[Verilen metin]:

Leninist tabela partisi
Genel Başkanlığını Nurullah Ankut’un yaptığı gerici HKP, 2005 senesinde kuruldu. Leninist çizgide sözde siyaset yapan, 28 Şubat kafalı tabela partisi, Hikmet Kıvılcımlı’yı teorik ve pratik önder olarak kabul etti.
Osmanlı’ya hakaret: Barbarlar
Söz konusu parti, bu sene İstanbul’un fethinin yıl dönümünde bir mesaj yayımlayarak, Osmanlı’yı sözde övdü, özde içini döktü. Mesajda şu ifade dikkat çekti:
“Bizans Halkı, Antika Tarihin zembereğinin işlemesini, bir Barbar aşısını bekliyordu, bu çürümüş-kastlaşmış düzenden kurtulmak için. İşte Bizans halkına nefes aldıran, Tarihin gelişimi önünde moloz yığını gibi duran Bizans Medeniyeti’ne Barbar aşısı Osmanlılardan geldi.”
Yasağın gelmesini istedi!
HKP, TSK’da başörtüsünün yasaklanması için Danıştay’a başvurdu. Bunun üzerine bir Ergenekon zihniyetli Danıştay Savcısı, “Anayasanın 2. Maddesi ve Laiklik ilkesi geçerli olduğu sürece, kamu personelinin dinsel aidiyetlerini hiçbir şekilde belli etmemeleri gerekir.” diyerek HKP’nin talebine çanak tuttu.

[Fotoğraflar için nokta işaretlemeleri]:
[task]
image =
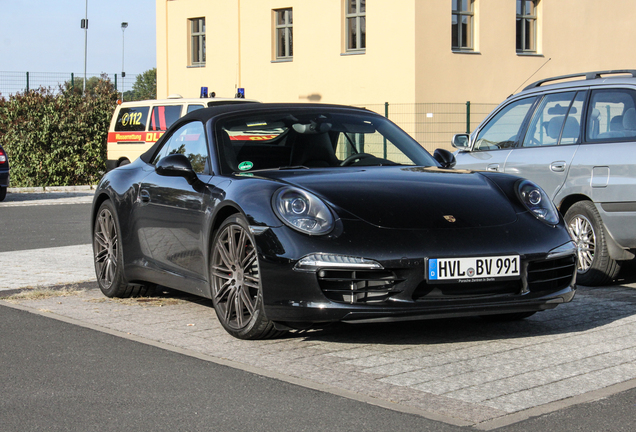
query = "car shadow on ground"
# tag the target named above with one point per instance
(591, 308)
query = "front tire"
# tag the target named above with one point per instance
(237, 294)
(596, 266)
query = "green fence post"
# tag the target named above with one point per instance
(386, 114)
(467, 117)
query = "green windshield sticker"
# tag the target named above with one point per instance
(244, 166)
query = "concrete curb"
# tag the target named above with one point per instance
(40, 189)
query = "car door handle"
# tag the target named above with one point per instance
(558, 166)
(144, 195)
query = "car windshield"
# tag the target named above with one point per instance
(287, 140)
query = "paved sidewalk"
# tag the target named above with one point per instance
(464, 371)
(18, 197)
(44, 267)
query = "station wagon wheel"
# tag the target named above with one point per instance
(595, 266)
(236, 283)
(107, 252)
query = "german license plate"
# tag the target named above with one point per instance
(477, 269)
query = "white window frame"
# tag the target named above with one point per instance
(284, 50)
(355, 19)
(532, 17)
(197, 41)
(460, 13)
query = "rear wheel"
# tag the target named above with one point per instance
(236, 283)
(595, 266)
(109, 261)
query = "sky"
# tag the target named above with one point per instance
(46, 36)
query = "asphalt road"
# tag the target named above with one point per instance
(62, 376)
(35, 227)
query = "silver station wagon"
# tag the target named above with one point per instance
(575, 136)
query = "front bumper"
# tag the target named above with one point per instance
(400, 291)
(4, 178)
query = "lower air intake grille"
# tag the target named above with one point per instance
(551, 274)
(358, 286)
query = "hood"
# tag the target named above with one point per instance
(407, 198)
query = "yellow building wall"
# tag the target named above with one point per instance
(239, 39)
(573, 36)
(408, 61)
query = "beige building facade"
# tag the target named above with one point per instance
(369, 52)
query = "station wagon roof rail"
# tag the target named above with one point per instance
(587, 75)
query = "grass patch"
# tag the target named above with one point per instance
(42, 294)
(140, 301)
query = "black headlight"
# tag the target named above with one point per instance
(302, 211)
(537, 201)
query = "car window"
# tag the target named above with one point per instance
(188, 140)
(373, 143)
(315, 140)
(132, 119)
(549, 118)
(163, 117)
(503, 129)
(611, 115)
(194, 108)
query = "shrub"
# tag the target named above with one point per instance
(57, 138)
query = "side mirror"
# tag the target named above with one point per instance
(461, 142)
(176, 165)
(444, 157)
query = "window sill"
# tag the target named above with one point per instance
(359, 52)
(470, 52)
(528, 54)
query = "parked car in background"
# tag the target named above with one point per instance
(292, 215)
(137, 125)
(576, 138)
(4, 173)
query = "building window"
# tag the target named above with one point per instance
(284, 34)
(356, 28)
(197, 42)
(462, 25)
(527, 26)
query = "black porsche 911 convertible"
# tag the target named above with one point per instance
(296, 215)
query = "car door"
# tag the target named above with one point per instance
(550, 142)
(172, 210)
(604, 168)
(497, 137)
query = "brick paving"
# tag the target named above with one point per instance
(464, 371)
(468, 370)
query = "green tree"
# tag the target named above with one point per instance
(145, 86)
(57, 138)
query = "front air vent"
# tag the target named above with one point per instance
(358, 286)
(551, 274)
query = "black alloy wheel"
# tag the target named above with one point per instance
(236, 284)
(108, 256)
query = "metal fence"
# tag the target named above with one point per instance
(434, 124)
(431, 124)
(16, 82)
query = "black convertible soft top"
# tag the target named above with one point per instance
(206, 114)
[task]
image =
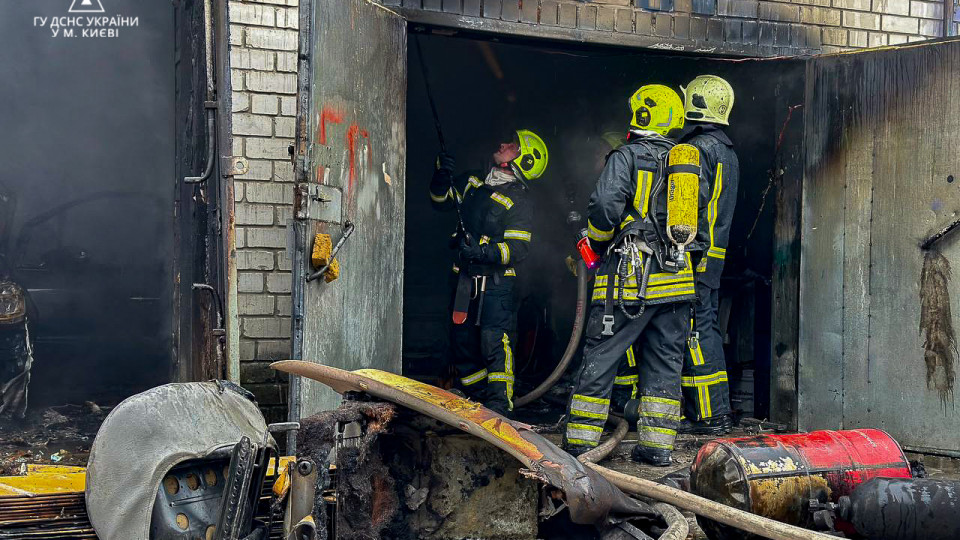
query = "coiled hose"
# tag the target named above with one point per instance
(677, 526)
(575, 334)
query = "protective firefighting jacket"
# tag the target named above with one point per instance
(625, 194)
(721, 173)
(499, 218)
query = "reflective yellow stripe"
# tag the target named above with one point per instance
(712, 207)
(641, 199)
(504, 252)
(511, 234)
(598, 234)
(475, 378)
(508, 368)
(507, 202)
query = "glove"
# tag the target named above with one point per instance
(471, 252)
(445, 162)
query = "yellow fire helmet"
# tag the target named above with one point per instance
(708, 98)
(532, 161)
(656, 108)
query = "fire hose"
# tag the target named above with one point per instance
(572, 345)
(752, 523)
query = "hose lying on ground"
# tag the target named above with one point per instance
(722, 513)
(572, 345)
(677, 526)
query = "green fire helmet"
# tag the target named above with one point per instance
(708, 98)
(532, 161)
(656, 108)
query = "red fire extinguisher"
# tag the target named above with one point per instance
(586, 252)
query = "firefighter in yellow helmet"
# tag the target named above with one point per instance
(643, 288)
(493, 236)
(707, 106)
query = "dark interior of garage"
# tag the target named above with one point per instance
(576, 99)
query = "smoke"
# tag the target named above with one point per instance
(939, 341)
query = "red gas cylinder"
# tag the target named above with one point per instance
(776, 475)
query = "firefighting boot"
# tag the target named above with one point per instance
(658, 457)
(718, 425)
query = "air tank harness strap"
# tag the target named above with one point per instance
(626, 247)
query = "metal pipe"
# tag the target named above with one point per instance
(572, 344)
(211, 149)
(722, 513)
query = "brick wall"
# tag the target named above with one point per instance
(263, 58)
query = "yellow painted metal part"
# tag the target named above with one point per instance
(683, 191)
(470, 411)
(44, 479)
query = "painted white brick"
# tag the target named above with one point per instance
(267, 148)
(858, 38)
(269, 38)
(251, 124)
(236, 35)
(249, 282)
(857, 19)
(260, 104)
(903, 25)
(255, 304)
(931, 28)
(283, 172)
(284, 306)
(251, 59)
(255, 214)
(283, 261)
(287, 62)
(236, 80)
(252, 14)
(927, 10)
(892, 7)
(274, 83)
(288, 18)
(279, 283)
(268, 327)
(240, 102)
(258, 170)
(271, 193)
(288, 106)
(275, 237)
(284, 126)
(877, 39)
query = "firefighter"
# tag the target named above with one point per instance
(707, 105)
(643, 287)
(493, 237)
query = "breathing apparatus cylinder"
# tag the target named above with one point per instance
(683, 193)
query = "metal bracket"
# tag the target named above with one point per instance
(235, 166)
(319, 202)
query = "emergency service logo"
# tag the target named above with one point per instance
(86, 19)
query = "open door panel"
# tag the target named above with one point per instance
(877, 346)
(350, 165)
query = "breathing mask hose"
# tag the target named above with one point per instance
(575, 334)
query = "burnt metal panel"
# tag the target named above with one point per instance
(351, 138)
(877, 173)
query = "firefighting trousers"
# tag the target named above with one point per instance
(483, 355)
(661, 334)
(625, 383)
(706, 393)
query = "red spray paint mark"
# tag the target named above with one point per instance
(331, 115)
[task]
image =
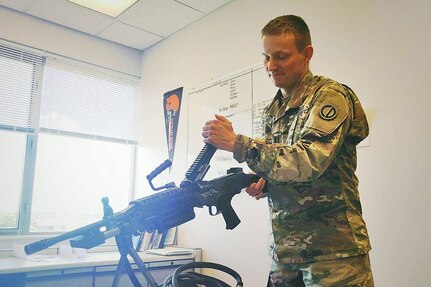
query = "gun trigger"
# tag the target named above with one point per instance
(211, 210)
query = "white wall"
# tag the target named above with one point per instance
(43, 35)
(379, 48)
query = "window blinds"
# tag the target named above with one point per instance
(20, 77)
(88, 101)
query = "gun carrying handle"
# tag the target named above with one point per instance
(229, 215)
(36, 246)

[Görev listesi]:
1: HKP hakkındaki metne göre parti hangi yıl kuruldu?
2: HKP hakkındaki metinden "Osmanlı’ya hakaret: Barbarlar" sözlerinden başlayıp "talebine çanak tuttu." sözlerine kadar uzanan kısmı hiç değiştirmeden geri verin.

[Beklenen sonuçlar]:
1: 2005 senesinde.

2:
Osmanlı’ya hakaret: Barbarlar
Söz konusu parti, bu sene İstanbul’un fethinin yıl dönümünde bir mesaj yayımlayarak, Osmanlı’yı sözde övdü, özde içini döktü. Mesajda şu ifade dikkat çekti:
“Bizans Halkı, Antika Tarihin zembereğinin işlemesini, bir Barbar aşısını bekliyordu, bu çürümüş-kastlaşmış düzenden kurtulmak için. İşte Bizans halkına nefes aldıran, Tarihin gelişimi önünde moloz yığını gibi duran Bizans Medeniyeti’ne Barbar aşısı Osmanlılardan geldi.”
Yasağın gelmesini istedi!
HKP, TSK’da başörtüsünün yasaklanması için Danıştay’a başvurdu. Bunun üzerine bir Ergenekon zihniyetli Danıştay Savcısı, “Anayasanın 2. Maddesi ve Laiklik ilkesi geçerli olduğu sürece, kamu personelinin dinsel aidiyetlerini hiçbir şekilde belli etmemeleri gerekir.” diyerek HKP’nin talebine çanak tuttu.